**The task**. Format the lines from the one containing "For each instance of the paved" through the final line, inclusive, as a Markdown table with the columns Row and Line, and leave out any blank lines.

━━━━━ Recorded information

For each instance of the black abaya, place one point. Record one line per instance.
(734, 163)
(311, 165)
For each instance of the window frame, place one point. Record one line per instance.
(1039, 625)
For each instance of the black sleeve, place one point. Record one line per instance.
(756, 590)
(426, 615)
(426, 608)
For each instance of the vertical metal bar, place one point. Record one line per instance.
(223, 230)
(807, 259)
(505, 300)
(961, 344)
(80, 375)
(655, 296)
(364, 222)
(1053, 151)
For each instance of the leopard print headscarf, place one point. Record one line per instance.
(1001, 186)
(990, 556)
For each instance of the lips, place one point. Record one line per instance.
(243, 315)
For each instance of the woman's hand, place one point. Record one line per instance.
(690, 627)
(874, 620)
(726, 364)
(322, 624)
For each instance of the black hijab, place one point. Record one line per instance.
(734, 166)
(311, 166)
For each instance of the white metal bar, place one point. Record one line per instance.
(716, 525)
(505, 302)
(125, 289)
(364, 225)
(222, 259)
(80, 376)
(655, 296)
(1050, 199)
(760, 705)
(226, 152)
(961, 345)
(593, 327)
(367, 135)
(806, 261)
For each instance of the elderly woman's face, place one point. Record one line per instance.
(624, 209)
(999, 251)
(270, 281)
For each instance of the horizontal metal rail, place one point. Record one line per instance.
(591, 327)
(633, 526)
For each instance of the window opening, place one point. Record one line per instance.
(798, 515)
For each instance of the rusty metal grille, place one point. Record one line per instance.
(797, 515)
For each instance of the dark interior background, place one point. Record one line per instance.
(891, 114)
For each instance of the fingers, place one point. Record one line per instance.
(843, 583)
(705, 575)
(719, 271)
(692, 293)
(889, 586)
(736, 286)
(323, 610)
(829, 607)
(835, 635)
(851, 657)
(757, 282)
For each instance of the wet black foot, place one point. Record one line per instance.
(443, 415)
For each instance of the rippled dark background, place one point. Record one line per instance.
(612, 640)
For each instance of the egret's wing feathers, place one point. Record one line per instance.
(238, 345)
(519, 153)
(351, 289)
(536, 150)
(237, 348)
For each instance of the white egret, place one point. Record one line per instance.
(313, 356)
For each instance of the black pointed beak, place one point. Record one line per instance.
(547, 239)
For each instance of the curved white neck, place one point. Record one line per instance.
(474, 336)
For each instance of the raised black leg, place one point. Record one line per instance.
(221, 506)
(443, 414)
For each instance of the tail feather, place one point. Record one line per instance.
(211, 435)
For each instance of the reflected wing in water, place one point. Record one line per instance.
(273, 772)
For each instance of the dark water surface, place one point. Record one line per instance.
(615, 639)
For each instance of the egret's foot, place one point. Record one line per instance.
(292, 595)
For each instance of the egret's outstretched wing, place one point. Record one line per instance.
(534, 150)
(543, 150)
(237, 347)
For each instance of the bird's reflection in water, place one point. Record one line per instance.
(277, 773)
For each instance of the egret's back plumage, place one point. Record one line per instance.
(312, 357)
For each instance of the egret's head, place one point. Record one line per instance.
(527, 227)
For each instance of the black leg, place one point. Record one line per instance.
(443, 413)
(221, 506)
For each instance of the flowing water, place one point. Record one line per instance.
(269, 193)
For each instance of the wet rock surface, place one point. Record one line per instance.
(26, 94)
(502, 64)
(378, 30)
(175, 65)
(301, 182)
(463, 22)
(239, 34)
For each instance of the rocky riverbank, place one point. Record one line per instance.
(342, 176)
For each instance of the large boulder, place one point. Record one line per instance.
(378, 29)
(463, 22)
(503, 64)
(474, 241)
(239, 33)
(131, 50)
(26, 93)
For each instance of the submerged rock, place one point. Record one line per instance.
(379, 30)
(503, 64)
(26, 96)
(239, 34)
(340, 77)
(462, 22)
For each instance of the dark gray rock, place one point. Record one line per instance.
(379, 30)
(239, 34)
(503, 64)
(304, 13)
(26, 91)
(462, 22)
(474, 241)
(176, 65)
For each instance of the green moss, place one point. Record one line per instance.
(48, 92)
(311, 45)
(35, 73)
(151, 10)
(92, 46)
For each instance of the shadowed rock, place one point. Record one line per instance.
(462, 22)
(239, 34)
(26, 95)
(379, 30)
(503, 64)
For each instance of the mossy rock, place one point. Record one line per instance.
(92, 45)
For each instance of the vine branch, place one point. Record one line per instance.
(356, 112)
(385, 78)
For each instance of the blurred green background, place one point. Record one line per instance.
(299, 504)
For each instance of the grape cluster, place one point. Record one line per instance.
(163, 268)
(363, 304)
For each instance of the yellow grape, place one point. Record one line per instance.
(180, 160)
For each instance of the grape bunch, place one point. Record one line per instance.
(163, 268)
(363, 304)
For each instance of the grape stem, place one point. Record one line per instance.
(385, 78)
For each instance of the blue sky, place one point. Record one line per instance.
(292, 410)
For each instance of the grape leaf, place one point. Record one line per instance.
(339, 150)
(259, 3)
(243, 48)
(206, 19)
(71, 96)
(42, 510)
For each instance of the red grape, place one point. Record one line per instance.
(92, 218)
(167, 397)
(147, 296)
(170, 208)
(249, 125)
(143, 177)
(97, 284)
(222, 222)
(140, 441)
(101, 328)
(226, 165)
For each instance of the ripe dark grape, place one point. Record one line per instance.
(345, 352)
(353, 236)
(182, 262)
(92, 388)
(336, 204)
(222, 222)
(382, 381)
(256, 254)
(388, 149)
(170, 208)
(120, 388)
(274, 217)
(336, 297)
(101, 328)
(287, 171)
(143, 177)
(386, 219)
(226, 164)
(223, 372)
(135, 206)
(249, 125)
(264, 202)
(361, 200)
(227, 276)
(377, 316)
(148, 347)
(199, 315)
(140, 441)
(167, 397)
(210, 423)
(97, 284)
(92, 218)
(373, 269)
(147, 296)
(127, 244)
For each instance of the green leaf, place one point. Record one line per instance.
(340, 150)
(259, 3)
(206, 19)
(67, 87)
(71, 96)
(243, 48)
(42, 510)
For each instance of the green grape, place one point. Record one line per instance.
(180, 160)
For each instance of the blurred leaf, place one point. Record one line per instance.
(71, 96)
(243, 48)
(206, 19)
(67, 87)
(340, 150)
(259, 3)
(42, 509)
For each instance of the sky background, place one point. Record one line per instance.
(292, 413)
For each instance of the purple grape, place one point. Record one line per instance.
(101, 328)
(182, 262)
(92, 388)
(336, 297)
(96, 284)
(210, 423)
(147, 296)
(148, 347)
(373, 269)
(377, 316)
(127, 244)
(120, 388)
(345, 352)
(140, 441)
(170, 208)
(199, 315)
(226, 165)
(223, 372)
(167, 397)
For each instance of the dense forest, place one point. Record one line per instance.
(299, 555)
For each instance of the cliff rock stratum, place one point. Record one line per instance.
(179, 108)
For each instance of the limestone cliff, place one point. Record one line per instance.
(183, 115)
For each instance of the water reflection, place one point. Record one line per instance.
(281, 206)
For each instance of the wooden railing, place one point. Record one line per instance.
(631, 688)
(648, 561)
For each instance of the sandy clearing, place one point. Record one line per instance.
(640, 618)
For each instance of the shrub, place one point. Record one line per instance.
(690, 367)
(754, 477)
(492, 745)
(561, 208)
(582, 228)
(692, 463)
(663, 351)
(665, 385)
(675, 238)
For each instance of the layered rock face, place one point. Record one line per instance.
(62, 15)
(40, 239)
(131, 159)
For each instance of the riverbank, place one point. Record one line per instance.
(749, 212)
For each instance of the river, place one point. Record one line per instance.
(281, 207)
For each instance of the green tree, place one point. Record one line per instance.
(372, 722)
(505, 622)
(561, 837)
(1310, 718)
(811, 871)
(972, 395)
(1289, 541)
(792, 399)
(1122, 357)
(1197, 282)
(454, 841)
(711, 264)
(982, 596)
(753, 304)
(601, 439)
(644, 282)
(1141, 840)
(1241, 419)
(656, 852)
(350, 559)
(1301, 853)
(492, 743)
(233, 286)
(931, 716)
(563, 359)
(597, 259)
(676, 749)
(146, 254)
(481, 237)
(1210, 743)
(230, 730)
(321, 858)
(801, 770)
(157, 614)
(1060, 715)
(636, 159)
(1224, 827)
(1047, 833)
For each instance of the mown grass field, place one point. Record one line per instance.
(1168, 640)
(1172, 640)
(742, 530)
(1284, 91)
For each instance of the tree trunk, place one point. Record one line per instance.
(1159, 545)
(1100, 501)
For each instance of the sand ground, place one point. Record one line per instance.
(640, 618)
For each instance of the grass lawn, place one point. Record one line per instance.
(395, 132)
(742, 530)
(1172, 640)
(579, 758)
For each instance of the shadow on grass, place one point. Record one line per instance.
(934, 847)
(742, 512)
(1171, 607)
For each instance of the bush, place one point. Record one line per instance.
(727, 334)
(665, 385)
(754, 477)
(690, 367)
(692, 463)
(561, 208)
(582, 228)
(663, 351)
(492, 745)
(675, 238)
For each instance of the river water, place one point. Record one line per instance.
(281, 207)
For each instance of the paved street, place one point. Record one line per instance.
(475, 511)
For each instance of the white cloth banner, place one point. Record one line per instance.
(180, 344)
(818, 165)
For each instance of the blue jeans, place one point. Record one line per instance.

━━━━━━━━━━

**Response to the task**.
| Row | Line |
|---|---|
| 1 | For each instance of the paved street, place one point. Record one line per instance. |
| 2 | (475, 511) |
| 3 | For each instance of the white cloth banner, place one point. Record one line per instance. |
| 4 | (180, 344) |
| 5 | (818, 165) |
| 6 | For each instance of the blue jeans, place one point. Record one line per instance. |